Format the stretch of lines below from the one containing "For the scouting tally, point out every instance of the large" through the one containing "(1165, 157)" as a Markdown table with columns No. and Line, giving each row a number and leaving out blank lines.

RECORD SET =

----------

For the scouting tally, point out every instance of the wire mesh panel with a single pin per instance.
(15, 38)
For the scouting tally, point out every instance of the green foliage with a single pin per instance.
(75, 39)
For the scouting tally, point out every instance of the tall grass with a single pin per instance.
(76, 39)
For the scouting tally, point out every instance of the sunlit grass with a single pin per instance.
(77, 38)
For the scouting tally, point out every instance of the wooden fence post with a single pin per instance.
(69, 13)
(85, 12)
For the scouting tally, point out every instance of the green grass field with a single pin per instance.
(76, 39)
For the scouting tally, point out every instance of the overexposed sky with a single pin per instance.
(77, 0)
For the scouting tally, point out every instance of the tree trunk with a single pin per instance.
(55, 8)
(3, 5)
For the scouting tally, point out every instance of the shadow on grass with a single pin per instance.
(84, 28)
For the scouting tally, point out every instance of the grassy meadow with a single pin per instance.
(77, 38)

----------

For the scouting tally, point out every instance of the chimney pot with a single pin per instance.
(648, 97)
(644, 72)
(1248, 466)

----------

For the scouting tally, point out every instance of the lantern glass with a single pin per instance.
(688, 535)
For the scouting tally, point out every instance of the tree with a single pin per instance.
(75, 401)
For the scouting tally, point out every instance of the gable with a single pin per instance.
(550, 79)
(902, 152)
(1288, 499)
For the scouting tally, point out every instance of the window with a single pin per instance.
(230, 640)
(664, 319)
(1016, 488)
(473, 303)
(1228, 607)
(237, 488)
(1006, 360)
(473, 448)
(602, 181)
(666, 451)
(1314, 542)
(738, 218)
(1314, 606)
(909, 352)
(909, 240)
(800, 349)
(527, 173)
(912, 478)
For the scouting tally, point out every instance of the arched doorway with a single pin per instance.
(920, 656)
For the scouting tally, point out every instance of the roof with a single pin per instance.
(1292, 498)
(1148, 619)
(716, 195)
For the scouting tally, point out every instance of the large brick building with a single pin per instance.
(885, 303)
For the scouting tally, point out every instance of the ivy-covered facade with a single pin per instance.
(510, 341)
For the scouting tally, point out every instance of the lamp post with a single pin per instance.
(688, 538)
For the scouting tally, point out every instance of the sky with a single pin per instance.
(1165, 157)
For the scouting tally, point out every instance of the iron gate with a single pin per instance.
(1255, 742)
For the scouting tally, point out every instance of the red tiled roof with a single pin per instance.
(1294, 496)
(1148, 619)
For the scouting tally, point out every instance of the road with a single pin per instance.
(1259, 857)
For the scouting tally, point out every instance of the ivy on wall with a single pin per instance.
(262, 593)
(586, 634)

----------

TASK RESULT =
| No. | Line |
|---|---|
| 1 | For the scouting tally, point out every instance of the large brick building with a single pin per instance. |
| 2 | (885, 303) |
| 3 | For the scouting tally, point out every instance of the ivy-covered facade with a single pin per instance. |
| 4 | (510, 341) |
| 5 | For the scouting tally, point out every instance of the lamp post with a single pin per instance. |
| 6 | (688, 538) |
| 7 | For the scouting tally, point out every instance of the sky with a single pin per instance. |
| 8 | (1165, 157) |